[Source data]
⟨
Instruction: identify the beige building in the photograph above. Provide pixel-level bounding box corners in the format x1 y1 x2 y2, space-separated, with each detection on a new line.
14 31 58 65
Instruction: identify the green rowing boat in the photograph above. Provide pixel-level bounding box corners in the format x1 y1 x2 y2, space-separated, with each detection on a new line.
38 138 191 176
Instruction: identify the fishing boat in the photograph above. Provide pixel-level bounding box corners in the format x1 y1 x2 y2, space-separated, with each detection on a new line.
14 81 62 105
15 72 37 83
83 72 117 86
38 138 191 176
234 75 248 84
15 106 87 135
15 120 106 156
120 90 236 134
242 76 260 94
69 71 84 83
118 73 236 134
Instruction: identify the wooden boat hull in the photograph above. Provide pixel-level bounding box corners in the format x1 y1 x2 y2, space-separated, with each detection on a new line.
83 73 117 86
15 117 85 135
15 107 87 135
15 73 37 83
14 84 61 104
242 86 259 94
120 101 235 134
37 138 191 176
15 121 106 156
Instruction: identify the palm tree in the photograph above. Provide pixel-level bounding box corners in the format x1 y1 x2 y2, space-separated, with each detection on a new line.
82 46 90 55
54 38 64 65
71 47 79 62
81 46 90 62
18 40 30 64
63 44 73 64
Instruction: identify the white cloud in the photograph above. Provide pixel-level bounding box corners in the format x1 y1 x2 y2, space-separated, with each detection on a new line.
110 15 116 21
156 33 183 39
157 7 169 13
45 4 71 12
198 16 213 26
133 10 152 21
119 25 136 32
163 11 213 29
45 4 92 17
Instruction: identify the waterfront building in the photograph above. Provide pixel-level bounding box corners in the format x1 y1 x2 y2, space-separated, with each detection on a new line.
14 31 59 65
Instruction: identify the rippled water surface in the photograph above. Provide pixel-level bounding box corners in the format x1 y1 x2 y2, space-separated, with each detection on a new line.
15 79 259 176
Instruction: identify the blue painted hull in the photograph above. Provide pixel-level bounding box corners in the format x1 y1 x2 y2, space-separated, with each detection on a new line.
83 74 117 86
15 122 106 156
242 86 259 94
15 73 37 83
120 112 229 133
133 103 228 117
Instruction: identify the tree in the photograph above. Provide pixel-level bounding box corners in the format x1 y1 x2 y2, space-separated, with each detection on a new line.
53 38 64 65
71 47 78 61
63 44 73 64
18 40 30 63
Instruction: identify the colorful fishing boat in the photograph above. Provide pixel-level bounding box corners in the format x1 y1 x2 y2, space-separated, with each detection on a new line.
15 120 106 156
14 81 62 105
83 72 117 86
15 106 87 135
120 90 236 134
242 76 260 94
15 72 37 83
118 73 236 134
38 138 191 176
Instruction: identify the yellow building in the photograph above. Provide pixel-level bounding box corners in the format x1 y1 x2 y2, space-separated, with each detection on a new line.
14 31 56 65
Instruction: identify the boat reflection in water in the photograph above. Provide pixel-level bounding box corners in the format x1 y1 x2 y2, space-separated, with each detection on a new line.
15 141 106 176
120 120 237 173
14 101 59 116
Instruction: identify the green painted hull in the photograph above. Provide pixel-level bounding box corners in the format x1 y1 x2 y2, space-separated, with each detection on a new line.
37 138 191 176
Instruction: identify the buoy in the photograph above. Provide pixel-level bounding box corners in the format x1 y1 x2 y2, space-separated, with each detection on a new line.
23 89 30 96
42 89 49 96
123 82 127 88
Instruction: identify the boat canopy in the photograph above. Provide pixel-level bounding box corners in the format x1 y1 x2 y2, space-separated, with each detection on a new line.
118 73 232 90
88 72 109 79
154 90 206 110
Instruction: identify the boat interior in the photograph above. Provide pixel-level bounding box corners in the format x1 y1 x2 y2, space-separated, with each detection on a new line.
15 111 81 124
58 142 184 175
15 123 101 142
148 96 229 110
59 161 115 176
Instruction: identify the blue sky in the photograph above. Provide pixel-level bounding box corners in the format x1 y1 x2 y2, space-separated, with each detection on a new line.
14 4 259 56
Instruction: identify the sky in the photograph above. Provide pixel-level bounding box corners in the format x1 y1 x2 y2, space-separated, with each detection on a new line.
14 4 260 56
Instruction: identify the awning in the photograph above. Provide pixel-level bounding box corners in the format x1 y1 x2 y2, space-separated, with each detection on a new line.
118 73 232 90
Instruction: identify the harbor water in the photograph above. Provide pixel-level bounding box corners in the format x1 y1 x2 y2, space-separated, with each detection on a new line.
⟩
● PROBLEM REQUIREMENTS:
The full set of entries must be transcribed exactly.

● EXPECTED OUTPUT:
Instruction: identify the beige building in the photograph above. Provide pixel-level bounding box corners in the format x1 y1 x2 y2, space-separated, with each detection on a new line.
14 31 58 65
Instruction: identify the green rowing boat in the photograph above. Provide pixel-level bounding box corners in the format x1 y1 x2 y2, space-separated, with each detection on a new line.
38 138 191 176
Instruction: identify the fishing boat in the photograph above. Provide pixel-level bounding box corners in the format x1 y1 x2 y2, space-separated, with each detection on a new line.
14 81 62 105
15 72 37 83
83 72 117 86
38 138 191 176
234 75 248 84
15 106 87 135
15 120 106 156
120 90 236 134
242 76 260 94
69 71 84 83
118 73 236 134
Instruction: identify the wooden boat hull in the photograph above. Provide pixel-level bounding box corners in the format x1 y1 x2 y2, space-separated, with each detection on a new line.
83 73 117 86
15 117 85 135
15 107 87 135
15 73 37 83
14 84 61 104
242 86 259 94
120 101 235 134
37 138 191 176
15 121 106 156
Instruction: identify the palm tree in the photograph above. Provide pixel-level bounding box corners in the format x1 y1 x2 y2, space-separated, with each detection on a new line.
82 46 90 55
54 38 64 65
71 47 79 62
81 46 90 62
18 40 30 64
63 44 73 64
Instruction: identify the white cloud in the photograph above. Provide pixel-level bounding box corners in the format x1 y1 x2 y2, space-separated, with each detection on a new line.
110 15 116 21
156 33 183 39
157 7 169 13
45 4 71 12
198 16 213 26
133 10 152 21
119 25 136 32
163 11 213 29
45 4 92 17
Instruction: identify the waterfront building in the photograph above. Provide pixel-level bounding box corners in the format x1 y1 x2 y2, space-separated, with each detection on a new line.
14 31 59 65
Instruction: identify the rippled water surface in the photograph above. Provide pixel-level bounding box corners in the format x1 y1 x2 y2, space-separated, with each detection on a new line.
15 79 259 176
Instruction: identify the blue painted hull in the photograph above. Provide pixel-level bounding box corners in the format x1 y1 x2 y2, space-separated, with each detection on a new line.
83 74 117 86
15 122 106 156
242 86 259 94
15 73 37 83
120 112 229 133
133 103 228 117
Instruction: identify the tree in the photograph above. Provide pixel-level bounding box corners in the format x1 y1 x2 y2, space-separated, with each detection on a new line.
53 38 64 65
71 47 78 61
63 44 73 64
18 40 30 63
Instruction: identify the colorful fishing boat in the photograph above. Provide pixel-level bounding box corners in the format x1 y1 x2 y2, space-separated, with each detection on a new line.
15 120 106 156
14 81 62 105
83 72 117 86
15 106 87 135
120 90 236 134
242 76 260 94
15 72 37 83
118 73 236 134
38 138 191 176
Instruction: identify the yellow building in the photograph above. Provide pixel-level bounding box corners in the format x1 y1 x2 y2, space-separated, with each detection on a new line.
14 31 56 65
Instruction: identify the boat reflection in water in the photograph above. Provide pixel-level bounding box corners in the format x1 y1 x2 y2, space-separated, with each detection on a new line.
15 141 106 176
120 120 237 173
14 101 59 116
Instruction: identify the green painted hull in the photograph above. Provide pixel-level bounding box corners in the format x1 y1 x2 y2, space-separated, with each detection on a new line.
37 138 191 176
Instruction: identify the buoy in the photograph above. Provide pixel-level bounding box corners in the format x1 y1 x2 y2, space-separated, with each detection on a new line.
23 89 30 96
42 89 49 96
123 82 127 88
Instruction: identify the boat canopy in the photograph above. Provide pixel-level bounding box corners in the format x1 y1 x2 y2, space-separated, with each detection on a new line.
118 73 232 90
88 72 109 79
154 90 206 110
Instruction: identify the boat interior in the photograph above. Provide pixel-level bounding box corners in the format x1 y1 x2 y2, space-separated, with each detection on a new line.
15 111 81 124
58 142 184 175
15 123 101 142
148 96 229 110
59 161 115 176
Instruction: identify the blue sky in the photograph above. Provide pixel-level bounding box corners in the format x1 y1 x2 y2, space-separated, with each detection on a new line.
14 4 259 56
Instruction: identify the sky in the photograph above. Provide pixel-level bounding box corners in the format x1 y1 x2 y2, space-separated, with each detection on a new line.
14 4 260 56
Instruction: identify the awning in the photograph above. Provide pixel-level bounding box corners in the format x1 y1 x2 y2, space-separated, with each detection on a new line.
118 73 232 90
Instruction: identify the harbor water in the photograph above. Provide pixel-level bounding box corners in the format x1 y1 x2 y2, space-separated, with each detection on a new line.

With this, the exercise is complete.